◆ EXERCISE
Write out, exactly and in full, the line where "column 681, row 854" appears together with all lines that follow it in the entries below. Do not include pictures.
DATASET EXCERPTS: Begin
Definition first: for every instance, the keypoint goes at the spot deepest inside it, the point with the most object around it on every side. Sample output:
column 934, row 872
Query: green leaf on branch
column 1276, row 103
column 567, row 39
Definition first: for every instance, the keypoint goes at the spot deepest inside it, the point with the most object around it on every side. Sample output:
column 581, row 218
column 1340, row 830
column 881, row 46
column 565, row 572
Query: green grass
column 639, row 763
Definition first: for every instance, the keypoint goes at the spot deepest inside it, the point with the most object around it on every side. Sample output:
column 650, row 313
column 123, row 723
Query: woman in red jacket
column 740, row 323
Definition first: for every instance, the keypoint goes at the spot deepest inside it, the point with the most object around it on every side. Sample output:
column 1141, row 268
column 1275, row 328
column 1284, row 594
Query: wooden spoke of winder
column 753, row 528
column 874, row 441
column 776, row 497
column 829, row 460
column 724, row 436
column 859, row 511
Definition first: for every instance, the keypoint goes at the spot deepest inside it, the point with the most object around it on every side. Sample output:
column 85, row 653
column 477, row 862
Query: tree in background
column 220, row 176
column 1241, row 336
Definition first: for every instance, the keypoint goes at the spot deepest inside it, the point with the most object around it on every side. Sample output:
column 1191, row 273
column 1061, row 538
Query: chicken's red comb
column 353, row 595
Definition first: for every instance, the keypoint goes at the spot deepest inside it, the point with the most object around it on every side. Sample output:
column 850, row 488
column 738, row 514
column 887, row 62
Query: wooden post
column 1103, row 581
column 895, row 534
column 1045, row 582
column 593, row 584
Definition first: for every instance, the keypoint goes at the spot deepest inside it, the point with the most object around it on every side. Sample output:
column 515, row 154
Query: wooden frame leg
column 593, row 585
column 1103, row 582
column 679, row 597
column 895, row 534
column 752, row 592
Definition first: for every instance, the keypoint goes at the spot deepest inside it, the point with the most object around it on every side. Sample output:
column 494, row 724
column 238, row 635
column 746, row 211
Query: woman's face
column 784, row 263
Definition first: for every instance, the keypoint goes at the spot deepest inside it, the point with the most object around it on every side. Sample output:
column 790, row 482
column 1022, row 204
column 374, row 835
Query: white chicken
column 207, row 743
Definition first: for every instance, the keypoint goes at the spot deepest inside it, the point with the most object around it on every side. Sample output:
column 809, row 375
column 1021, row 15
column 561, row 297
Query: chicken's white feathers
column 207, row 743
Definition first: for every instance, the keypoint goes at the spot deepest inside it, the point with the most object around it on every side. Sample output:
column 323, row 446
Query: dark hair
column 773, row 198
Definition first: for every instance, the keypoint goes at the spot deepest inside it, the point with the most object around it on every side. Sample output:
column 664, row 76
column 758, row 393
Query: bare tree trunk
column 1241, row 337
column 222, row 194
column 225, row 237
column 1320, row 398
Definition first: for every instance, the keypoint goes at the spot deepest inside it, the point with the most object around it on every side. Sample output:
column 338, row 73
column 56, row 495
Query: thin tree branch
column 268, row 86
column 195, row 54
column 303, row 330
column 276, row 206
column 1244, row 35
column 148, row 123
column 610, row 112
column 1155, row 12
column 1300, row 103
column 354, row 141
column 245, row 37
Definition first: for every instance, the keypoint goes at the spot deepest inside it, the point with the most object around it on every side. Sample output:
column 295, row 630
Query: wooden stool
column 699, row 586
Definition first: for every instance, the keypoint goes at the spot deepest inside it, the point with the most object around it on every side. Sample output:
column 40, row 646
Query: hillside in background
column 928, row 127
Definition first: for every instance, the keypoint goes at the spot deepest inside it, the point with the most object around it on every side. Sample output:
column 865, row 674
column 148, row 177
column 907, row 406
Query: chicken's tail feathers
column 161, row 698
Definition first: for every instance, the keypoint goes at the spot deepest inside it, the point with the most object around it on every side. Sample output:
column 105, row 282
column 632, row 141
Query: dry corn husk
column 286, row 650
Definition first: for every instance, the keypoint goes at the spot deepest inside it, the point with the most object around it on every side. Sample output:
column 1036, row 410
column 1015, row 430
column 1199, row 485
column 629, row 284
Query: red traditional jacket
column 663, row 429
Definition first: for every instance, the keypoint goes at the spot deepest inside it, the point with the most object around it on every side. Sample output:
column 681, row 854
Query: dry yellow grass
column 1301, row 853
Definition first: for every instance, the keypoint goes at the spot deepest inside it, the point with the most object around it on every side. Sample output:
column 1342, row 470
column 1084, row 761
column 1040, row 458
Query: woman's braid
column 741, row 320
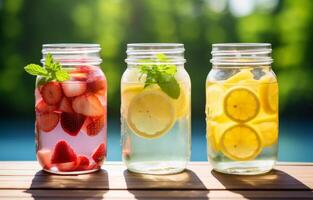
DATASET EXCERPTS: End
◆ TASK OUTPUT
column 681, row 854
Query: dry yellow grass
column 1301, row 853
Definition first: for every instance, the keypoint goes at the spot deepest inside it, the point with the most object around it on every side. Sample output:
column 1342, row 470
column 1084, row 761
column 1040, row 458
Query: woman's braid
column 741, row 320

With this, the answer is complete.